++++ KUTIPAN SUMBER

Setelah IPTN, Kini PAL
Ribuan karyawan PT PAL mengikuti jejak rekan-rekannya dari IPTN: menuntut kenaikan gaji. Kerugian negara cukup besar.
PENYELESAIAN kemelut kepegawaian di Industri Pesawat Terbang Nusantara (IPTN) yang berhasil dituntaskan B.J. Habibie pada pertengahan Oktober lalu ternyata berbalik jadi bumerang. Karyawan-karyawan di badan usaha milik negara industri strategis (BUMN-IS)-ada 10 industri strategis di bawah Ketua B.J. Habibie-tentu tak mau terima begitu saja penyelesaian yang ditawarkan ke IPTN, sementara di lingkungan kerja mereka yang gaji dan fasilitasnya sama tak mendapat perbaikan apa-apa.
Maka, setelah unjuk rasa kenaikan gaji di IPTN bisa ditenangkan, giliran pegawai di lingkungan industri strategis lain yang mulai bergolak. Yang pertama protes adalah karyawan-karyawan di PT Perindustrian Angkatan Laut (PAL) di Surabaya. "Kalau di IPTN bisa, kenapa di PT PAL tidak," kata salah pegawai yang berunjuk rasa pada Kamis pekan lampau, 30 Oktober. Bersama ratusan karyawan lain dari divisi niaga, divisi kapal perang, divisi material, dan personalia hari itu, saat makan siang, mereka tak pergi ke kantin, tapi langsung berbondong-bondong menuju ke gedung kantor pusat. Di sana, mereka mengajukan tuntutan kepada pimpinan perusahaan. Dan, setelah duduk-duduk selama satu setengah jam, Wakil Direktur Utama Ainuddin Latief bersedia berbicara dengan mereka.
Kepada Ainuddin, mereka mengajukan rangkaian tuntutannya yang ada 16 buah. Isi tuntutan mereka ternyata setali tiga uang dengan rekan-rekannya di IPTN, yang sudah lebih dulu berhasil memperjuangkan haknya. Alasannya pun sama: selama tujuh tahun, mereka tak pemah merasakan kenaikan gaji. Tuntutan itu antara lain gaji pokok dinaikkan 200-300 persen, plafon kesehatan tak terbatas, biaya berobat keluarga diganti, ada tunjangan pendidikan, technical assistance dikurangi, tranportasi diperbaiki, adanya tunjangan perumahan, hapus penghapusan ausser tariff atau insentif, gaji pejabat teras dalam bentuk dolar diganti rupiah, hingga soal uang makan dan koperasi.

++++++++
++++ DAFTAR CATATAN

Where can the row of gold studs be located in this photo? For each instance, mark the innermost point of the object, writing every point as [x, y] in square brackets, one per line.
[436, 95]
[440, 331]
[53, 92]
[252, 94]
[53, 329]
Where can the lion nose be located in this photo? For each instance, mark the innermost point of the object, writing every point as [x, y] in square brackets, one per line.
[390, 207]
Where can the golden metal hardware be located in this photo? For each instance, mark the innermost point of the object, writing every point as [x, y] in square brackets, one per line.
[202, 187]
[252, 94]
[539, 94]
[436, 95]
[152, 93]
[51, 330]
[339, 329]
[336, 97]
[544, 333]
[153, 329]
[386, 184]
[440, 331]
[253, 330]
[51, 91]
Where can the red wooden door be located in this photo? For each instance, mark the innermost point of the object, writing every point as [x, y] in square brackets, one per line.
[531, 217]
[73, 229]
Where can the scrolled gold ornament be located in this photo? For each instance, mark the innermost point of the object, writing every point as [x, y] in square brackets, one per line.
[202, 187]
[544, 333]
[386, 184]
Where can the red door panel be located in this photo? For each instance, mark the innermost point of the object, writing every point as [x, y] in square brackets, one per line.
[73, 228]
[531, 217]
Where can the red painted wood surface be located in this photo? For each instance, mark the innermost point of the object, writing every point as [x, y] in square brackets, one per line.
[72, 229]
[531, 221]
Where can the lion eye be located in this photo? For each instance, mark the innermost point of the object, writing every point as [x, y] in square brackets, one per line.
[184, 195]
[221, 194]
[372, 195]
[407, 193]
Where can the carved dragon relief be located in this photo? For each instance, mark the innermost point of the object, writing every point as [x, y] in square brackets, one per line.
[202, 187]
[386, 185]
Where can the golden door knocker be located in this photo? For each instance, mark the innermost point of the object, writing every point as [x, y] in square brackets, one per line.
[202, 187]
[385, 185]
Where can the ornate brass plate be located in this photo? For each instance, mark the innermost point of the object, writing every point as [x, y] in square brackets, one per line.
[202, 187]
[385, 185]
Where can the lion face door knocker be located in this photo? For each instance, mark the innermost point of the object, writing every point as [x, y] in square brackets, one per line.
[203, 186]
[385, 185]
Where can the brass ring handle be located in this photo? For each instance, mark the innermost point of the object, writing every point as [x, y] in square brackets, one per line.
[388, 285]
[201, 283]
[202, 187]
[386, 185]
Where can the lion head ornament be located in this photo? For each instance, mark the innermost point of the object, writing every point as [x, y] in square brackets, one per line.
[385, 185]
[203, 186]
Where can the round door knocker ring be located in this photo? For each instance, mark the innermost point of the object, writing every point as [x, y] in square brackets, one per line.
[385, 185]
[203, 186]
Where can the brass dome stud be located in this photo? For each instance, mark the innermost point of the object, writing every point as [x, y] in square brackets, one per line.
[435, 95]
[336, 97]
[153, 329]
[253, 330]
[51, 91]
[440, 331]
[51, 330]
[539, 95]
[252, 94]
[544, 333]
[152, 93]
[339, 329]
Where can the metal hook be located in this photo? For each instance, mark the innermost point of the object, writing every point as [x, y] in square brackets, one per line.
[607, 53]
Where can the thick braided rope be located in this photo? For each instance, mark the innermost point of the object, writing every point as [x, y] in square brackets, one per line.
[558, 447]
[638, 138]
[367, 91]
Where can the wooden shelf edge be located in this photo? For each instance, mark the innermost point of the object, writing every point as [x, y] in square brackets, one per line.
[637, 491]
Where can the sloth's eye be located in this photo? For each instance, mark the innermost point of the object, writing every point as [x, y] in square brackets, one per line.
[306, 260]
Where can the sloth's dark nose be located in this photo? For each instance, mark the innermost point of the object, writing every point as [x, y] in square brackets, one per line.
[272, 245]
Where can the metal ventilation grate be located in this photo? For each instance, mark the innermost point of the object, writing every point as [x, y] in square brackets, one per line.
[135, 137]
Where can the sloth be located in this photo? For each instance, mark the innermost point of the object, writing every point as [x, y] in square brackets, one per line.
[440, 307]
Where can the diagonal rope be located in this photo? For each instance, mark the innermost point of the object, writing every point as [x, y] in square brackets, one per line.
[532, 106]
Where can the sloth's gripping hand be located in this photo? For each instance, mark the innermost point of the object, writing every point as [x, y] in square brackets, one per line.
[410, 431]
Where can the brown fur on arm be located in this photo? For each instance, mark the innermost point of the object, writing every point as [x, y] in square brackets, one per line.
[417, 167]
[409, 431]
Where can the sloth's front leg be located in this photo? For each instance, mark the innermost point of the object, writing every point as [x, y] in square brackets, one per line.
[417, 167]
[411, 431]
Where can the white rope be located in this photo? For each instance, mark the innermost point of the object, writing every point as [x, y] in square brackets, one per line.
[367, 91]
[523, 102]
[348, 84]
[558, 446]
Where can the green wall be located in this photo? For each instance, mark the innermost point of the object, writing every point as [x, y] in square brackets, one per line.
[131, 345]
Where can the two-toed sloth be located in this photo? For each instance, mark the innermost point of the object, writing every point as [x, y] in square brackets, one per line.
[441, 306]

++++++++

- **SOAL DAN TUGAS**
1. Tentukan apakah setiap pernyataan berikut sesuai dengan artikel tentang tuntutan karyawan PT PAL. Jawab ya atau tidak, lalu kutip kata-kata artikel yang menjadi dasarnya. (a) Karyawan PT PAL mengajukan 16 tuntutan kepada Ainuddin Latief. (b) Unjuk rasa karyawan PT PAL berlangsung pada hari Jumat. (c) Wakil Direktur Utama langsung menemui karyawan begitu mereka tiba di gedung kantor pusat.
2. Tuliskan kembali dengan tepat seluruh bagian artikel tentang tuntutan karyawan PT PAL, mulai dari "Maka, setelah unjuk" hingga "berbicara dengan mereka.".

- **JAWABAN BERURUTAN**
1.
(a) Ya: "Kepada Ainuddin, mereka mengajukan rangkaian tuntutannya yang ada 16 buah."
(b) Tidak: "pada Kamis pekan lampau, 30 Oktober"
(c) Tidak: "setelah duduk-duduk selama satu setengah jam, Wakil Direktur Utama Ainuddin Latief bersedia berbicara dengan mereka."

2.
Maka, setelah unjuk rasa kenaikan gaji di IPTN bisa ditenangkan, giliran pegawai di lingkungan industri strategis lain yang mulai bergolak. Yang pertama protes adalah karyawan-karyawan di PT Perindustrian Angkatan Laut (PAL) di Surabaya. "Kalau di IPTN bisa, kenapa di PT PAL tidak," kata salah pegawai yang berunjuk rasa pada Kamis pekan lampau, 30 Oktober. Bersama ratusan karyawan lain dari divisi niaga, divisi kapal perang, divisi material, dan personalia hari itu, saat makan siang, mereka tak pergi ke kantin, tapi langsung berbondong-bondong menuju ke gedung kantor pusat. Di sana, mereka mengajukan tuntutan kepada pimpinan perusahaan. Dan, setelah duduk-duduk selama satu setengah jam, Wakil Direktur Utama Ainuddin Latief bersedia berbicara dengan mereka.